▶ EXERCISE:
Type every record exactly as it appears.

## START SUPPLIED DATA

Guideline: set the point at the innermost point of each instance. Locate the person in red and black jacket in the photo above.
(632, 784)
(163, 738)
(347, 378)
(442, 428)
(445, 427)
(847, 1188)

## END SUPPLIED DATA

▶ ANSWER TO THIS PROBLEM:
Guideline: set the point at the innermost point of each instance. Locate the person in red and black jacket in the photo above.
(632, 784)
(163, 738)
(347, 378)
(442, 428)
(445, 427)
(847, 1188)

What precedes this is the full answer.